Labeled coordinate entries:
* START *

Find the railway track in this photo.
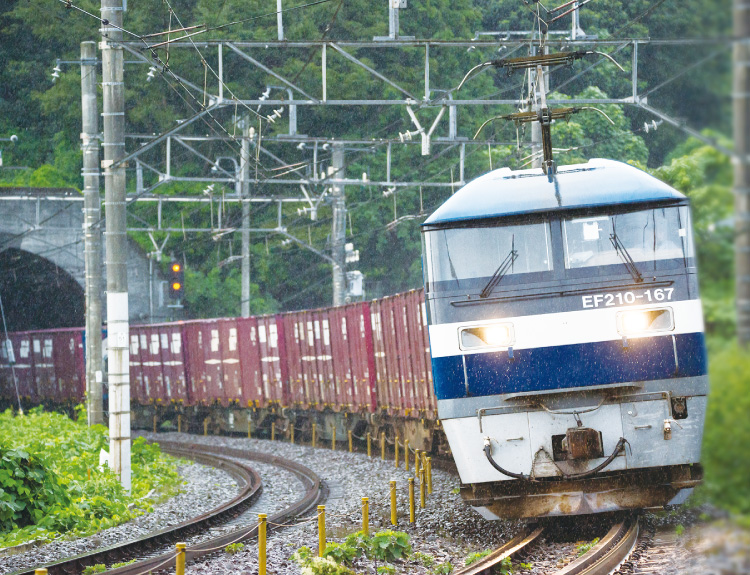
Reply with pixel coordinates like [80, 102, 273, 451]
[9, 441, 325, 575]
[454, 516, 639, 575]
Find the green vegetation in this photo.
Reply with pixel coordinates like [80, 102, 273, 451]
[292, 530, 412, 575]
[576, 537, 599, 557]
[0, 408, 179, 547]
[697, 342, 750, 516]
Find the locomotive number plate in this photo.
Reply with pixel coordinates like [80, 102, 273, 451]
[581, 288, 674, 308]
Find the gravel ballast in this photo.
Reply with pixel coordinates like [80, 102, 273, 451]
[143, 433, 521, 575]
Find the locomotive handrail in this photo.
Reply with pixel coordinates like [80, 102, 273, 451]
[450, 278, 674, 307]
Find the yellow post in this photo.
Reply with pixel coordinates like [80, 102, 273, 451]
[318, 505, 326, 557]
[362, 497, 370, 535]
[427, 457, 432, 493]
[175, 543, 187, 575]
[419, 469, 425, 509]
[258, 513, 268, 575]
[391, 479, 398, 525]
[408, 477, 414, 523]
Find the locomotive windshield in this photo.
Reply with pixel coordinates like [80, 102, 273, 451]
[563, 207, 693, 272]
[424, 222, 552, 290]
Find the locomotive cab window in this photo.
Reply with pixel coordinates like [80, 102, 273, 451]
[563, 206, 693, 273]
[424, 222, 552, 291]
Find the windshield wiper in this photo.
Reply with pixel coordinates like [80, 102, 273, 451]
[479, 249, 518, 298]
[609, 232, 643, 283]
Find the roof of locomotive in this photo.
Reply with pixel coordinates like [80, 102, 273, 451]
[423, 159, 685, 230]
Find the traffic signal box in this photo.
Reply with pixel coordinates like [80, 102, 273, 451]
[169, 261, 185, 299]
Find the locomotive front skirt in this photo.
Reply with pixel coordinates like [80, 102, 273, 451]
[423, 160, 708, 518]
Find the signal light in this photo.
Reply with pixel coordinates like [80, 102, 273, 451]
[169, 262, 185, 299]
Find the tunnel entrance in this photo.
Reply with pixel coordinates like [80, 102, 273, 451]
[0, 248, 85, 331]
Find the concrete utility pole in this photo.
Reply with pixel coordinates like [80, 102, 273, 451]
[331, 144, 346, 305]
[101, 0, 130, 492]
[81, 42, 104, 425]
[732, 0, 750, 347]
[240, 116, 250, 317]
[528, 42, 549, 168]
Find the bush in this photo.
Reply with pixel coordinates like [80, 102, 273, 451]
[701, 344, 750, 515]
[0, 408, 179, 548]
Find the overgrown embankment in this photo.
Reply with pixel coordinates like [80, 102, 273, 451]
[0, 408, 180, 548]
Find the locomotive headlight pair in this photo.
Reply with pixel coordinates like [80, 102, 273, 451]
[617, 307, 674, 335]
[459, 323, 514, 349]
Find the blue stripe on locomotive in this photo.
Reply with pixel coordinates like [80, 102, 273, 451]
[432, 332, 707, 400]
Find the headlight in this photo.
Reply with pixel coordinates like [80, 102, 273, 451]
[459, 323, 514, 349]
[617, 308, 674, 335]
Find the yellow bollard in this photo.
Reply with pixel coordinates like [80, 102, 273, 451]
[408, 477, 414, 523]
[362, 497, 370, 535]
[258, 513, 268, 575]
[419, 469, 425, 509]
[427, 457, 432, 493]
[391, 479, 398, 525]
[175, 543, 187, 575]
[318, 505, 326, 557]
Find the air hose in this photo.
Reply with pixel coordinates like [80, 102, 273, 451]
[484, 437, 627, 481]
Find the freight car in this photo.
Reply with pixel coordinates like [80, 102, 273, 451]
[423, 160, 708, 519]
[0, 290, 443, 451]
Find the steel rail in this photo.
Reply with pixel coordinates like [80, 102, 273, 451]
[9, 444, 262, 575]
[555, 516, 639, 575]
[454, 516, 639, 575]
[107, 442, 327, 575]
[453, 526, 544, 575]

* END *
* START *

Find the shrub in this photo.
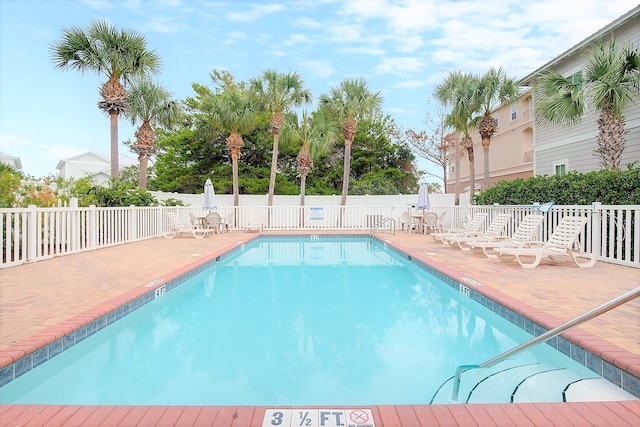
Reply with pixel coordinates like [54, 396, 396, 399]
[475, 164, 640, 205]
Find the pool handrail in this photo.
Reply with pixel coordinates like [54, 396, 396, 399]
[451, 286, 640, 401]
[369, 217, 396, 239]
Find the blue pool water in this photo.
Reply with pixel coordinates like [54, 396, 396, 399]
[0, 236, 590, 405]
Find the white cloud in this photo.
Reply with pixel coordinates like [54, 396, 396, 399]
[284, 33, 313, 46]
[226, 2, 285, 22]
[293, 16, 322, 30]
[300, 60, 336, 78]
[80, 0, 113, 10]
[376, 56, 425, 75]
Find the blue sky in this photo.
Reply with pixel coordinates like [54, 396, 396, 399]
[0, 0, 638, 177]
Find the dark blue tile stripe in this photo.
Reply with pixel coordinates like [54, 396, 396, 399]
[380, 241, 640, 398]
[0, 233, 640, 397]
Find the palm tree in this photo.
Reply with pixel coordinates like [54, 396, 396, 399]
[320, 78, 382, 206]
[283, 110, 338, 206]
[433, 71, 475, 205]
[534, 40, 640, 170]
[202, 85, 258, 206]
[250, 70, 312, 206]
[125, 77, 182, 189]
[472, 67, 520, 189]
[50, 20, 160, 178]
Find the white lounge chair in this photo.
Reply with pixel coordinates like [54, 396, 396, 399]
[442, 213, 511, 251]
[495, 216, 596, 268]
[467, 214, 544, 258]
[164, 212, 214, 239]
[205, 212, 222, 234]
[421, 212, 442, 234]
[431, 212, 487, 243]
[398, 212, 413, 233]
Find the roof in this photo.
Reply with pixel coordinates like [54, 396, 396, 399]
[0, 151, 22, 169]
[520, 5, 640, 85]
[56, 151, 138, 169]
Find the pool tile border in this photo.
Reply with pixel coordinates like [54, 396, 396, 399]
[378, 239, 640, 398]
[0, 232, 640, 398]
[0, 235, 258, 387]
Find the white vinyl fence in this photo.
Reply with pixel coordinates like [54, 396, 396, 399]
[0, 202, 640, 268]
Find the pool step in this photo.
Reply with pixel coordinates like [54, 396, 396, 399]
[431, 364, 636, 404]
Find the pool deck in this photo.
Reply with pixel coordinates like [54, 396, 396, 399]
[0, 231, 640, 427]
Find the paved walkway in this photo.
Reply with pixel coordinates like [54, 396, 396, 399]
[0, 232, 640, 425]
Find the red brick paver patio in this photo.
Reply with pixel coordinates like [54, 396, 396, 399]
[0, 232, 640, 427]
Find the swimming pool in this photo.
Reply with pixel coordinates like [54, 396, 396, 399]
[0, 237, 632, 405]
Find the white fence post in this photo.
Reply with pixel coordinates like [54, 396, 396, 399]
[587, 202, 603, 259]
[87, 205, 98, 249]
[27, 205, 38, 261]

* END *

Turn the stretch of entries that begins with the line containing "Find the railway track in this photo." and ends with the line containing "[424, 222, 552, 291]", both lines included, into a JSON list of strings with one string per line. Skip blank lines and leave the pictures out.

THE RESULT:
[
  "Find the railway track in this photo.",
  "Reply with pixel coordinates like [80, 102, 273, 451]",
  "[9, 441, 325, 575]",
  "[454, 516, 639, 575]",
  "Find the green vegetation in this photo.",
  "Reply with pixel coordinates like [80, 102, 273, 451]",
  "[292, 530, 412, 575]",
  "[576, 537, 599, 557]",
  "[0, 408, 179, 547]",
  "[697, 342, 750, 516]",
  "Find the locomotive number plate in this photo.",
  "Reply with pixel coordinates like [80, 102, 273, 451]",
  "[581, 288, 674, 308]",
  "Find the gravel ballast in this photo.",
  "Reply with pixel coordinates like [80, 102, 273, 451]",
  "[143, 433, 521, 575]",
  "Find the locomotive handrail in this photo.",
  "Reply with pixel coordinates like [80, 102, 273, 451]",
  "[450, 278, 674, 307]",
  "Find the yellow post in this photo.",
  "Reply with pixel coordinates like [80, 102, 273, 451]",
  "[318, 505, 326, 557]",
  "[362, 497, 370, 535]",
  "[427, 457, 432, 493]",
  "[175, 543, 187, 575]",
  "[419, 469, 425, 509]",
  "[258, 513, 268, 575]",
  "[391, 479, 398, 525]",
  "[408, 477, 414, 523]",
  "Find the locomotive windshield in this photo.",
  "Reply with pixel coordinates like [80, 102, 273, 451]",
  "[563, 207, 693, 272]",
  "[424, 222, 552, 290]",
  "Find the locomotive cab window in this photo.",
  "Reply with pixel coordinates like [80, 102, 273, 451]",
  "[563, 206, 693, 273]",
  "[424, 222, 552, 291]"
]